• _EXERCISE DESCRIPTION_
Could you output every record again, exactly as given?

• _DATA LISTING_
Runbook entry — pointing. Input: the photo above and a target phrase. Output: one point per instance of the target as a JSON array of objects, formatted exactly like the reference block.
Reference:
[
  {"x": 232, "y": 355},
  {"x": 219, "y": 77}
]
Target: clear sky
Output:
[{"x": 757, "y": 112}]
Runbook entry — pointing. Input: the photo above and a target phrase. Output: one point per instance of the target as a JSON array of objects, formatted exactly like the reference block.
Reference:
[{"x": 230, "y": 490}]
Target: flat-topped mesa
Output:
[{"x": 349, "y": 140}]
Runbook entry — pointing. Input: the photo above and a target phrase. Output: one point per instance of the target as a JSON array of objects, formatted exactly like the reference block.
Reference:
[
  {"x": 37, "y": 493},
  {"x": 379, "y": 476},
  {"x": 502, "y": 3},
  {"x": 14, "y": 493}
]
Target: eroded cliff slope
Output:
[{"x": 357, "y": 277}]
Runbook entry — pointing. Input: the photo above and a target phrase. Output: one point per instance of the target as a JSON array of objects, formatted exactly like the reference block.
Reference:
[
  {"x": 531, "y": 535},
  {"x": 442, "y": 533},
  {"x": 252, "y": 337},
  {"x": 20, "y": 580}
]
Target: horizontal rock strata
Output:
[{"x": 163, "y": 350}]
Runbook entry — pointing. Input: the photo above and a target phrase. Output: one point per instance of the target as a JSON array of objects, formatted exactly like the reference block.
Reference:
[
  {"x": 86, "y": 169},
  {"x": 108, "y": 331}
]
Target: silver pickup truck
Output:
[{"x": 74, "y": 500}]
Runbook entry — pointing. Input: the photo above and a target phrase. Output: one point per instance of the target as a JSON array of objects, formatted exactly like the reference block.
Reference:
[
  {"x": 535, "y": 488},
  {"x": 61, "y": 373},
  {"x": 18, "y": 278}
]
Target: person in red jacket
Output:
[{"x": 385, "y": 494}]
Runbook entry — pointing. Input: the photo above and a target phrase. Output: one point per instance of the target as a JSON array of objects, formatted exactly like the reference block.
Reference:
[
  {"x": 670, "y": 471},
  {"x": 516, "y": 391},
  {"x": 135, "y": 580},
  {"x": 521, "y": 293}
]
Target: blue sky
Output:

• _REPLY TO THE EXERCISE_
Runbook entry — pointing. Input: the photo above and a target phrase. Output: one point per instance of the target as a JSON array of objects, formatted exactly like the reference block.
Reference:
[
  {"x": 232, "y": 355},
  {"x": 219, "y": 77}
]
Target: clear sky
Output:
[{"x": 757, "y": 112}]
Runbook entry — pointing. Input: the photo above and a target phrase. Output: one point per instance of the target as a JSON array of objects, formatted exactly like the reference block.
Reference:
[{"x": 230, "y": 490}]
Target: flat-topped mesa
Output:
[{"x": 349, "y": 140}]
Runbook entry — pointing. Input: the photo above and a target phrase. Output: one point per instance of the target as a JSON array of objects, formatted exactly like the reference block.
Reference:
[
  {"x": 37, "y": 493},
  {"x": 379, "y": 476},
  {"x": 502, "y": 3},
  {"x": 14, "y": 493}
]
Target: eroded cliff slope
Output:
[{"x": 357, "y": 277}]
Runbook entry — pointing. Input: the photo above and a target phrase. Output: one point per instance of the target as a JSON array of objects, formatted exactly like the reference block.
Reference:
[
  {"x": 531, "y": 535},
  {"x": 442, "y": 533},
  {"x": 252, "y": 337},
  {"x": 20, "y": 580}
]
Target: horizontal rock strata
Output:
[{"x": 163, "y": 350}]
Runbook entry — pointing. Input: the photo above and a target phrase. Output: one point per instance of the target as a JSON array of objects, formatted exactly like the reference block.
Reference:
[
  {"x": 86, "y": 169},
  {"x": 108, "y": 331}
]
Target: silver pickup truck
Output:
[{"x": 74, "y": 500}]
Runbook entry — pointing. Input: the photo above and a target phrase. Output: one point per instance of the target as a JSON array of objects, formatted exactly like the reference block.
Reference:
[
  {"x": 535, "y": 488},
  {"x": 61, "y": 373},
  {"x": 18, "y": 278}
]
Target: person in red jacket
Output:
[{"x": 385, "y": 494}]
Runbook entry — pointing. Input: the photo above and a target phrase. Output: one point per instance of the target as a JSON array of objects, formatted exactly like the reference block.
Reference:
[
  {"x": 670, "y": 471},
  {"x": 516, "y": 391},
  {"x": 135, "y": 580},
  {"x": 521, "y": 293}
]
Target: blue sky
Output:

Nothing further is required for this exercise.